=== DIRECTIONS FOR THIS TASK ===
Omit all pictures, then retype exactly the lines from the one that contains "of the distant" through the end of the listing.
++++
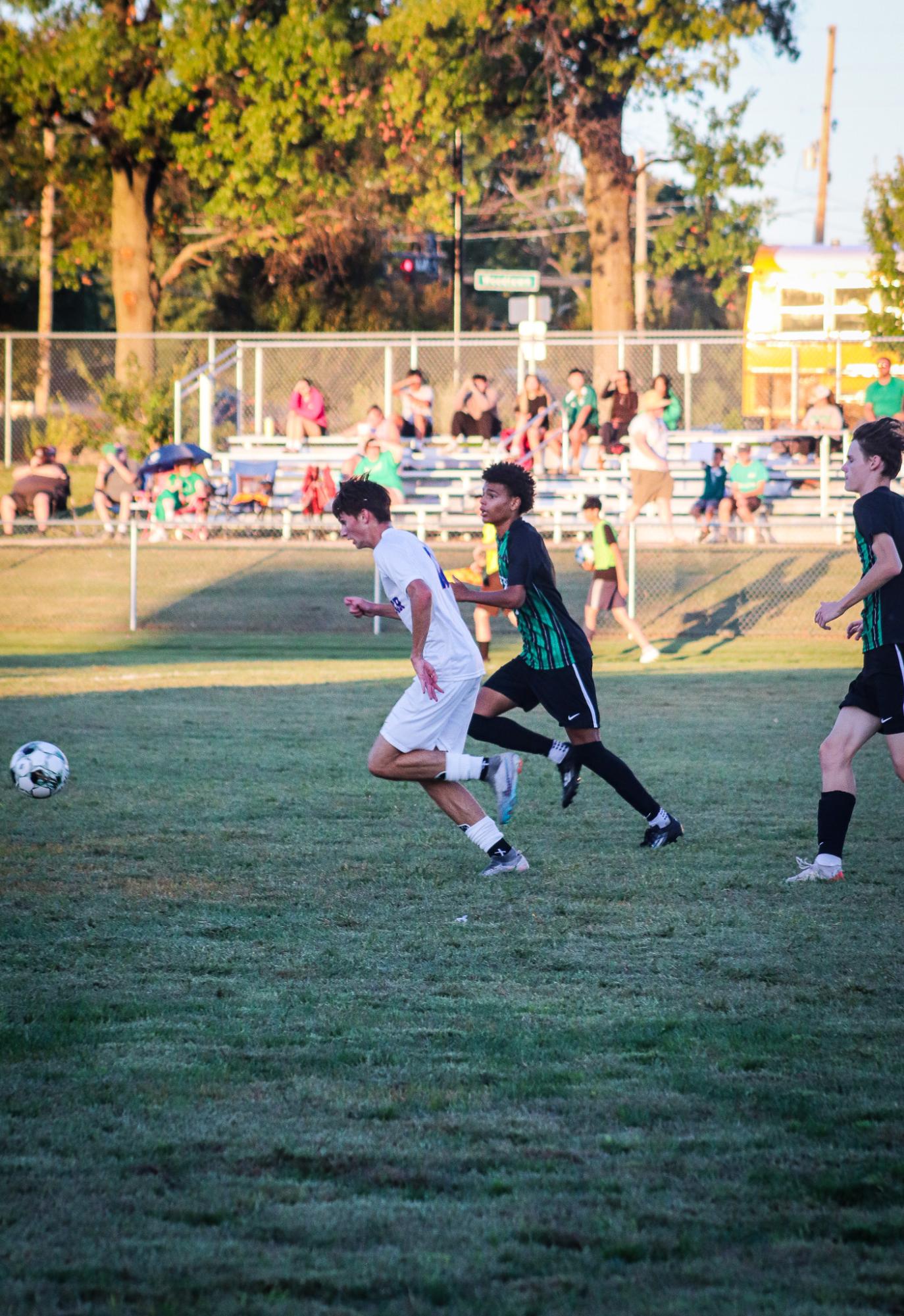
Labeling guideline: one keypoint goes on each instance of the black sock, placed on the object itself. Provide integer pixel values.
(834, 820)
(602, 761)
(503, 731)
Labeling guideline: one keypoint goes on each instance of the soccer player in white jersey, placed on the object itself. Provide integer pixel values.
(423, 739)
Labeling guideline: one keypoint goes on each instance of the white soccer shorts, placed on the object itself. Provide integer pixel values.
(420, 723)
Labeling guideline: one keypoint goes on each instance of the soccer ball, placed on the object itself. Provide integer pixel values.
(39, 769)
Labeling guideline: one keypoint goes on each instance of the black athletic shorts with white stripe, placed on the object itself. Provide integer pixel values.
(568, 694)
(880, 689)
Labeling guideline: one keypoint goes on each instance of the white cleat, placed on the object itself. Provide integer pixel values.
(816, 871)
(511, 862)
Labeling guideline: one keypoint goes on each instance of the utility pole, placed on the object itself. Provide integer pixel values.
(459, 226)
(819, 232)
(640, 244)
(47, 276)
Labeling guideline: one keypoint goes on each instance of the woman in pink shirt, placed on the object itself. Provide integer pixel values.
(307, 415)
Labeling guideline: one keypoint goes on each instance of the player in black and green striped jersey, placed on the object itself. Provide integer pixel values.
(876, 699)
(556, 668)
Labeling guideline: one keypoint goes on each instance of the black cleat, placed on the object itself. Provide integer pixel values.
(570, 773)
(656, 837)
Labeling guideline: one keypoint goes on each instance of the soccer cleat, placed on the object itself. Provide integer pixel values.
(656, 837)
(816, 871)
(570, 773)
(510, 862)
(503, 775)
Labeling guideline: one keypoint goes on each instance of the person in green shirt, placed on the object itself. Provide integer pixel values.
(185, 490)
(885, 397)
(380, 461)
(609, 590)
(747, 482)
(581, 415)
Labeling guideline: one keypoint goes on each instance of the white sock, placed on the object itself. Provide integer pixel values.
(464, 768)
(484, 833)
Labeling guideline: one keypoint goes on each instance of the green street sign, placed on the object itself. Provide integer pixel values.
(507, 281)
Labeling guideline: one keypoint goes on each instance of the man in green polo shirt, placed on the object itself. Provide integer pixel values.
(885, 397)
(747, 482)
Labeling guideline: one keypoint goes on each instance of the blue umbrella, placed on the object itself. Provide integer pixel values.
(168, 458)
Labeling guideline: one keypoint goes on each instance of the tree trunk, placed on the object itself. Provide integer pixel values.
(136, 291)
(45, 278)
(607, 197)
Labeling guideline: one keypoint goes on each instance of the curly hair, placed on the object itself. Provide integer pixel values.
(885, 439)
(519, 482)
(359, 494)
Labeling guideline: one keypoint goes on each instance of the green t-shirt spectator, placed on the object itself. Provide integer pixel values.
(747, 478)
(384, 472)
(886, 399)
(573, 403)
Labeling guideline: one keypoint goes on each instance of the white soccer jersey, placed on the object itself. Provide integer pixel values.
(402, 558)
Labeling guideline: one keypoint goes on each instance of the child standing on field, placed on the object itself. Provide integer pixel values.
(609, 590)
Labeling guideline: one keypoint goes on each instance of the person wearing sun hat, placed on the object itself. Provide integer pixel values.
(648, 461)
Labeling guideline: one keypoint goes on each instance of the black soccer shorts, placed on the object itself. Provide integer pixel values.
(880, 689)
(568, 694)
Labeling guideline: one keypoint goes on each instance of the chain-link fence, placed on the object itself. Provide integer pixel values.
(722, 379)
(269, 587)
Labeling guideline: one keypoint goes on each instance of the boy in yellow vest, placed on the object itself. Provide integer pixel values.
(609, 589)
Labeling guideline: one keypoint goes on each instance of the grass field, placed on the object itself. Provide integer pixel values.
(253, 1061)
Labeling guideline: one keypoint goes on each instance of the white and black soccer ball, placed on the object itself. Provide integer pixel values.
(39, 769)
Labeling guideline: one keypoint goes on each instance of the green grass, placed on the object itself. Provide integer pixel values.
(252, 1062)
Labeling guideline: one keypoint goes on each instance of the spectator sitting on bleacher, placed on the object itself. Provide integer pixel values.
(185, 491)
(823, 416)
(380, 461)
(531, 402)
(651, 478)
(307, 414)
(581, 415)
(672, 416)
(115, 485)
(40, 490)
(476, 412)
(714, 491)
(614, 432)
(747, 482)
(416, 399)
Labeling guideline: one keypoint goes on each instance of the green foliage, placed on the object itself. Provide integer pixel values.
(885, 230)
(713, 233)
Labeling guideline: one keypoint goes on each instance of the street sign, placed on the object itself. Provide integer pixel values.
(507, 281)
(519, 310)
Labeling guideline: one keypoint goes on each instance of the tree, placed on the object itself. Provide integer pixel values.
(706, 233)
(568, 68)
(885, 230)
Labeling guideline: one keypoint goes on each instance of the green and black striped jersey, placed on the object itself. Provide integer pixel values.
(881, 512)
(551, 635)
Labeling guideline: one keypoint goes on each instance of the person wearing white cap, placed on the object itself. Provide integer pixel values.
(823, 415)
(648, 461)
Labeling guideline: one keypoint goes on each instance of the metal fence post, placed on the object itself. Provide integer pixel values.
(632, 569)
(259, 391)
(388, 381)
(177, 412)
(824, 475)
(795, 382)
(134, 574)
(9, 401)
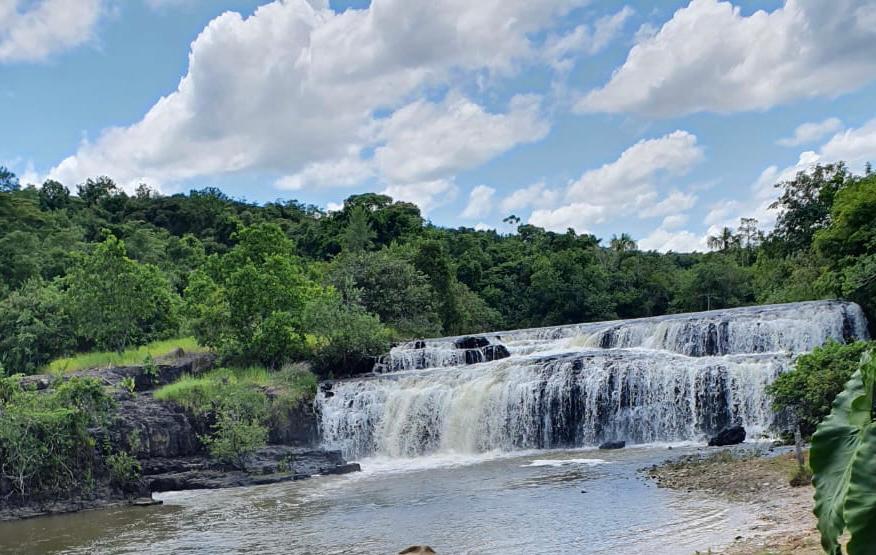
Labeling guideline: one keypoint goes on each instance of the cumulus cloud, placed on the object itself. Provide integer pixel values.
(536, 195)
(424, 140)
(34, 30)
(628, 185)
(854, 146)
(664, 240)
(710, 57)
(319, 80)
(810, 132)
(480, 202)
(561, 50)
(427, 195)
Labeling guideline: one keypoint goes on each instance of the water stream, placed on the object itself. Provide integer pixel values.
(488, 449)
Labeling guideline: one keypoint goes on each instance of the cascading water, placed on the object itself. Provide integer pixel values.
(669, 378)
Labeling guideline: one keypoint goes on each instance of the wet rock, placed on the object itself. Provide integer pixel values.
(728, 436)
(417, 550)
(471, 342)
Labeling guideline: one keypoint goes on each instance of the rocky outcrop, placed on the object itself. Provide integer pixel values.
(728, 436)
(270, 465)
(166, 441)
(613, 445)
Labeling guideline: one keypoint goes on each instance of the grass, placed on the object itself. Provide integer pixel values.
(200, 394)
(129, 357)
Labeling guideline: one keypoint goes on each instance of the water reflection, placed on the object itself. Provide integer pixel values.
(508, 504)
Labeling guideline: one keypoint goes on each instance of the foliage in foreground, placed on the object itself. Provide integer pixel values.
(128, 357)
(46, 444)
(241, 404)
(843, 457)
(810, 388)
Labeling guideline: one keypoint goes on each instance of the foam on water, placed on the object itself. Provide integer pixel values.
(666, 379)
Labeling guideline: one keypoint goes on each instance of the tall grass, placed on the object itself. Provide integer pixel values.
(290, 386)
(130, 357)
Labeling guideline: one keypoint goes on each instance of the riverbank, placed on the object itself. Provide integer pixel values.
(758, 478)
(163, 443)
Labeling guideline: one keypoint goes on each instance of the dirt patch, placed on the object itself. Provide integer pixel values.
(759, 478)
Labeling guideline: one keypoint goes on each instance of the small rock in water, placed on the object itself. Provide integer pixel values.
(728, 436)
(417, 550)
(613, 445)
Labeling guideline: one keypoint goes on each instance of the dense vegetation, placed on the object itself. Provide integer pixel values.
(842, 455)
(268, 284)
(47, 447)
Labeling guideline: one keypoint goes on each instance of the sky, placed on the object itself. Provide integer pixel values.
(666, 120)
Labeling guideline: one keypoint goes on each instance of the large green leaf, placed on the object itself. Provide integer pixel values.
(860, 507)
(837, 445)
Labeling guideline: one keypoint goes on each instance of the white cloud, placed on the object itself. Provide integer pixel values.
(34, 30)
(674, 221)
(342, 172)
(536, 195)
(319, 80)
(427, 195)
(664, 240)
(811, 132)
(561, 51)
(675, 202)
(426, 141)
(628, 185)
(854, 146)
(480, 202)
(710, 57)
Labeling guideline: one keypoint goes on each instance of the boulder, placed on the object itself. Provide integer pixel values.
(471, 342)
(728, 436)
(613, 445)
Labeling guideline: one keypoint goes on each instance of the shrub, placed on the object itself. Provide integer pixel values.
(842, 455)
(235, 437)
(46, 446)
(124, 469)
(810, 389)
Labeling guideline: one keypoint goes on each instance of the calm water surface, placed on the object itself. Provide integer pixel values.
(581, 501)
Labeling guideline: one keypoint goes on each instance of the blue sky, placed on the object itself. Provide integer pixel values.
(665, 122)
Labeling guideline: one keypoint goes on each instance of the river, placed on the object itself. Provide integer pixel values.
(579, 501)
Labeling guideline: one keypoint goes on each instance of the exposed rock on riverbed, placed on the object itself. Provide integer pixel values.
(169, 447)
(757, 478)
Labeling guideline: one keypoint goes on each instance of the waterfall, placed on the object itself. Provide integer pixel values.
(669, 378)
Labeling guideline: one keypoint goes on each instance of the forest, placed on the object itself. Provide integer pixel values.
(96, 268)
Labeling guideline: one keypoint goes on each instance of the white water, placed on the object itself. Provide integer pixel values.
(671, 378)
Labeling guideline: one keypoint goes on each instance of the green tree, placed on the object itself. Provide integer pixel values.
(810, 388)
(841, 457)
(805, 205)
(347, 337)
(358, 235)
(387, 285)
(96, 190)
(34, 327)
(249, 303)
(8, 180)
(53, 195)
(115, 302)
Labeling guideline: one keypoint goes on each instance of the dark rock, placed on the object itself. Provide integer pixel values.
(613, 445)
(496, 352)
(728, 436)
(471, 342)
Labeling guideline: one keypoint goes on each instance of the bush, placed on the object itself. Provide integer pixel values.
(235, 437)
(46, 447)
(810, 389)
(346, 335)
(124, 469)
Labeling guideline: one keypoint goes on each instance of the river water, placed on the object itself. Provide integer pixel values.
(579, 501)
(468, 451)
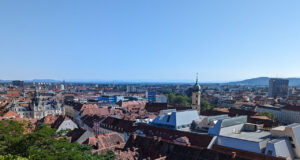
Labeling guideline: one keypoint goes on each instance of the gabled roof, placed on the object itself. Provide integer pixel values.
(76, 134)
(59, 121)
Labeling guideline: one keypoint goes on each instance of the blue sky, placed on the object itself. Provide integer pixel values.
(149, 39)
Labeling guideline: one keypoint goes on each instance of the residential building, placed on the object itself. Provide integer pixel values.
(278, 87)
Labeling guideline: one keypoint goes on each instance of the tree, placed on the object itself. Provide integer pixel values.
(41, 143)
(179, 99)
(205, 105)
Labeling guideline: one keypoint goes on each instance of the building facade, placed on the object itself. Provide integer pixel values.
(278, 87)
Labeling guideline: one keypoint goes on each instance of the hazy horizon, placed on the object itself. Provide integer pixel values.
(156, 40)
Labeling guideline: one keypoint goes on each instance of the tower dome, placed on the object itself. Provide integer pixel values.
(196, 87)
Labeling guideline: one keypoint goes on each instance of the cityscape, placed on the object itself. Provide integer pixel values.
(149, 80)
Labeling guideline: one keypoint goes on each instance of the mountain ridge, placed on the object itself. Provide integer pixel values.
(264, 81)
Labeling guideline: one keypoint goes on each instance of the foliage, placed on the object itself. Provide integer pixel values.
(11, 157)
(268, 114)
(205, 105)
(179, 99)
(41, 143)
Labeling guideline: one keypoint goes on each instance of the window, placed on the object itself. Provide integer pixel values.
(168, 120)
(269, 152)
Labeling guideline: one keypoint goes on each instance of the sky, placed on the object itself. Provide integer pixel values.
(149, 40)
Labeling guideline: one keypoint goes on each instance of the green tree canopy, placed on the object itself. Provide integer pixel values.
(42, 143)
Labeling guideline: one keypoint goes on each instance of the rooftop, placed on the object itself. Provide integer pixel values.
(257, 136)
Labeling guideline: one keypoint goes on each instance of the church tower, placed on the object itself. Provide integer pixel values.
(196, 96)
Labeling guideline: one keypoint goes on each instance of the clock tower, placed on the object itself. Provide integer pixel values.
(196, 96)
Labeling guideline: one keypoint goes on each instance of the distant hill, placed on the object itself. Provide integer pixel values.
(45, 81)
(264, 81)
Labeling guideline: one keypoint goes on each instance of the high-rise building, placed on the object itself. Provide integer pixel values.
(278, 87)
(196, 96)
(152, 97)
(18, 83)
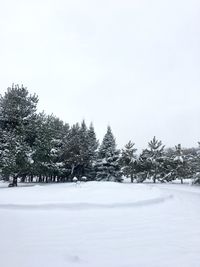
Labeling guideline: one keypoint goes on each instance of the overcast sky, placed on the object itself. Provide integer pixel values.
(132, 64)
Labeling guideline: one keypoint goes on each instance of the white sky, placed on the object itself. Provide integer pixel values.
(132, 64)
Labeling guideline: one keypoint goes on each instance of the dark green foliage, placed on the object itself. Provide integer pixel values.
++++
=== SOLUTION TO THIS PROBLEM ===
Labeling guideline: one keypoint goes on each instance of the distant hill, placed on the object itself. Provide integer pixel values.
(45, 81)
(264, 81)
Labeling guideline: one keypoint goes on each instance of the high-rise building, placed on the object itself. Provide integer pixel values.
(278, 87)
(196, 96)
(152, 97)
(18, 83)
Labeling guideline: one keypoint goes on each instance of the overcast sky, placed on the object itself. Provide integer pixel values.
(132, 64)
Labeling guideline: one keypoint goes on each instance of the white sky, placed on the object itself. Provide integer pixel values.
(132, 64)
Labeling guideline: one keypoint goes on each instance of the dark green foliage, placed on the object itself. Provide integer pixel values.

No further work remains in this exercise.